Written task ->
Display each line below that contains the string "engine", copied as it appears.

----

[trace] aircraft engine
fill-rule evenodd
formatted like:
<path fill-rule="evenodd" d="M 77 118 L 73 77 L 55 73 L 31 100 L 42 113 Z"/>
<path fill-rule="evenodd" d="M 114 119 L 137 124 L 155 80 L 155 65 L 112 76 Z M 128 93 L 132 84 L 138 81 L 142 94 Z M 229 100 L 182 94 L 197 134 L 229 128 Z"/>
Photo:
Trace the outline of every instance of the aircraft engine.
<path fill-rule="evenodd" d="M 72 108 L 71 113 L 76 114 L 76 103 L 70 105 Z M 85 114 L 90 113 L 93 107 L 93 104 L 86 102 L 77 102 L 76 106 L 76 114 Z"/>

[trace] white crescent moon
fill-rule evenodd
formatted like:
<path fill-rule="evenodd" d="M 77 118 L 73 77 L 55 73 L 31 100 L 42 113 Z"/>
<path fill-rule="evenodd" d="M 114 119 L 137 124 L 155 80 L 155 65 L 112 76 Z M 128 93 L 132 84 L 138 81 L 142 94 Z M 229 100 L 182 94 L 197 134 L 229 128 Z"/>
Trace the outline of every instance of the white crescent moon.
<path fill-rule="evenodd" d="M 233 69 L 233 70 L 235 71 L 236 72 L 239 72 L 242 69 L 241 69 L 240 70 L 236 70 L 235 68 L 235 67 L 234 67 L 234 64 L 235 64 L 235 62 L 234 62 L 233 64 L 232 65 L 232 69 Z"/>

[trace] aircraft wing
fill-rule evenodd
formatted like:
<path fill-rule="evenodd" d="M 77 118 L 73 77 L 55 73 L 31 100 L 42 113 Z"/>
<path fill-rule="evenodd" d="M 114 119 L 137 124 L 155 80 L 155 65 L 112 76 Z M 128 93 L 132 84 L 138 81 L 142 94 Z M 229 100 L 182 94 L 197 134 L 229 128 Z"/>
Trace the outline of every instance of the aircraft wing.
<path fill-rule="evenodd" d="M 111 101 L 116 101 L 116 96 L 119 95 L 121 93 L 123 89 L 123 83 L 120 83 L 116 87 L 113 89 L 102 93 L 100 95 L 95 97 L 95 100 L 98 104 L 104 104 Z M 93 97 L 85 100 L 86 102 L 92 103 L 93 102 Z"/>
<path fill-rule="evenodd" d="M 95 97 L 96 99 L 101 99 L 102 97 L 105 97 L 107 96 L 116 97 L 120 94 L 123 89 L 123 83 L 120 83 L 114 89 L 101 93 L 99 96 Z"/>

----

Exercise output ->
[trace] aircraft engine
Trace the outline of every instance of the aircraft engine.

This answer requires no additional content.